## [WHAT TO PRODUCE]
The records below are to be copied word for word, with every picture left out.

## [Records of labeled boxes]
——

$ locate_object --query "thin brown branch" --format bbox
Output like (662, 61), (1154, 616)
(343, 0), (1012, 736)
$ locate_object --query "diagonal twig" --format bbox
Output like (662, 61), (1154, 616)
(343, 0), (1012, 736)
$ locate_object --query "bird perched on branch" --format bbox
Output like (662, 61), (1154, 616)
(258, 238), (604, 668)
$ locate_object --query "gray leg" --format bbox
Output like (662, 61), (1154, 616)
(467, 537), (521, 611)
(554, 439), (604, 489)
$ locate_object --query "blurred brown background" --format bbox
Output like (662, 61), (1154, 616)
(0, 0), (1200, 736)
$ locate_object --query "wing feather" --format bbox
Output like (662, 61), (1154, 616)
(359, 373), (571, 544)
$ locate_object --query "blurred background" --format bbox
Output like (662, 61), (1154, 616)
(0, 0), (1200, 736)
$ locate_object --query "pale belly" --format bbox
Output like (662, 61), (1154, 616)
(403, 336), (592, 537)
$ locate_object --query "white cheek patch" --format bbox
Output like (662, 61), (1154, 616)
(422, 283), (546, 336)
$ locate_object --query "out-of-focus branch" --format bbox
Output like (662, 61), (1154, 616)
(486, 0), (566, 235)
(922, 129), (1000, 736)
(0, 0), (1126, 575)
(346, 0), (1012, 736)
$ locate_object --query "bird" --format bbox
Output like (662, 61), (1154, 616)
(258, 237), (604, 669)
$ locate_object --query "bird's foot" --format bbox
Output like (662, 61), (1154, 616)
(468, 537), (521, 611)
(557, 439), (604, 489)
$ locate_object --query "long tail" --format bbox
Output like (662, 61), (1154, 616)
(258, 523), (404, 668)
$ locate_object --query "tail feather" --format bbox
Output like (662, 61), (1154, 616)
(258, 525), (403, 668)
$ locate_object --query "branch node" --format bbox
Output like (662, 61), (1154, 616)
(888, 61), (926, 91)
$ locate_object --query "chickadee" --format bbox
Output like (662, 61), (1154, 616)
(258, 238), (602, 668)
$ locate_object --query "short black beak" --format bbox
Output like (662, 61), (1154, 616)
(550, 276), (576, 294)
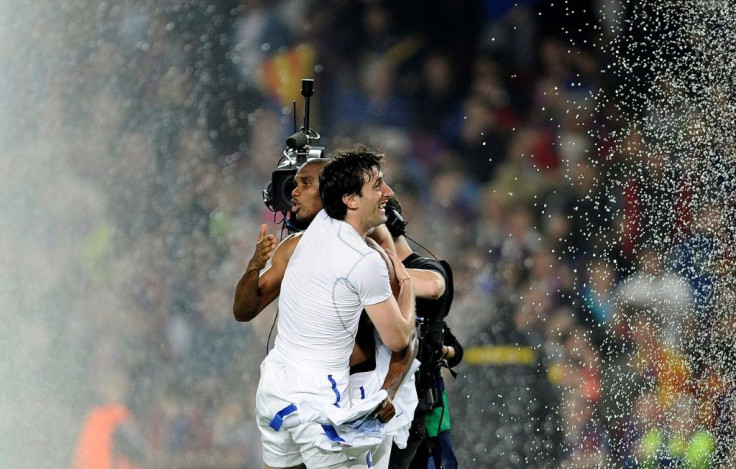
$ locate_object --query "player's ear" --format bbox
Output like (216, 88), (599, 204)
(342, 194), (358, 210)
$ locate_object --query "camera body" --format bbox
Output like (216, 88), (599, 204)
(263, 146), (324, 212)
(263, 79), (324, 217)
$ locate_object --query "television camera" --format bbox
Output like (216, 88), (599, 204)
(263, 78), (324, 227)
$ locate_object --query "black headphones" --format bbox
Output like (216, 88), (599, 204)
(386, 206), (408, 238)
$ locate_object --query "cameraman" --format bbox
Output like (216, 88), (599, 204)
(386, 196), (463, 469)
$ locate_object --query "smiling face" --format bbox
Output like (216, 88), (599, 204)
(291, 160), (324, 221)
(353, 168), (394, 231)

——

## [EXERCISE RESULT]
$ locate_object --query "thin brown branch" --format bbox
Output like (662, 61), (1154, 616)
(343, 0), (1012, 736)
$ locate_object --query "diagonal twig" --format bbox
Output like (662, 61), (1154, 616)
(343, 0), (1012, 736)
$ locate_object --query "bird perched on branch" --format bbox
Output like (662, 61), (1154, 616)
(258, 238), (604, 668)
$ locate_object --query "gray leg" --format bbox
Output like (662, 61), (1154, 616)
(467, 537), (521, 611)
(554, 439), (604, 489)
$ locate_object --query "blurred brown background" --format bbox
Output like (662, 61), (1154, 616)
(0, 0), (1200, 736)
$ locate_object --query "wing feather" --format bbox
Output like (662, 61), (1154, 616)
(359, 373), (571, 544)
$ locate_object --query "blurred background" --format bbox
Output like (662, 61), (1154, 616)
(0, 0), (1200, 736)
$ locate_object --query "pale belly" --format bbox
Output like (662, 61), (1154, 616)
(403, 336), (592, 537)
$ locate_object --query "white cheek patch" --format bbox
Output like (662, 61), (1154, 616)
(422, 283), (546, 336)
$ locate_object --query "out-of-focus branch" --format bbox
Output like (662, 61), (1154, 616)
(486, 0), (566, 235)
(922, 129), (1000, 736)
(0, 0), (1126, 575)
(346, 0), (1012, 736)
$ locate_object --query "bird" --format bbox
Output like (662, 61), (1154, 616)
(258, 237), (604, 669)
$ locate_object --query "bird's foot" --format bbox
Output like (662, 61), (1154, 616)
(468, 537), (521, 611)
(557, 439), (604, 489)
$ locate_object --query "long tail" --format bbox
Output like (662, 61), (1154, 616)
(258, 523), (404, 668)
$ locate_object --query "tail feather" --format bbox
Output like (662, 61), (1154, 616)
(258, 525), (403, 668)
$ locate_object --query "branch node" --format bbox
Output like (662, 61), (1154, 616)
(888, 61), (926, 91)
$ locate_object --query "chickadee" --format bbox
Output like (662, 61), (1154, 616)
(258, 238), (602, 668)
$ locate_object --query "short black beak" --format bbox
Output like (662, 61), (1154, 616)
(550, 276), (576, 294)
$ locate_object --query "player's ear" --format bbox
Output like (216, 88), (599, 204)
(342, 194), (358, 210)
$ locate_object --query "camera body" --format bbox
Output like (216, 88), (599, 204)
(263, 146), (324, 212)
(263, 79), (324, 217)
$ locate_object --query "television camera" --format bbox
Output like (216, 88), (599, 204)
(263, 78), (324, 227)
$ locate_object --query "black headphones" --format bbox
Output like (216, 88), (599, 204)
(386, 206), (408, 238)
$ locate_object --query "cameraman" --format bbox
Output like (216, 88), (599, 204)
(386, 196), (463, 469)
$ locate_object --query "smiling face" --format bbox
Output like (216, 88), (599, 204)
(291, 160), (324, 221)
(353, 168), (394, 231)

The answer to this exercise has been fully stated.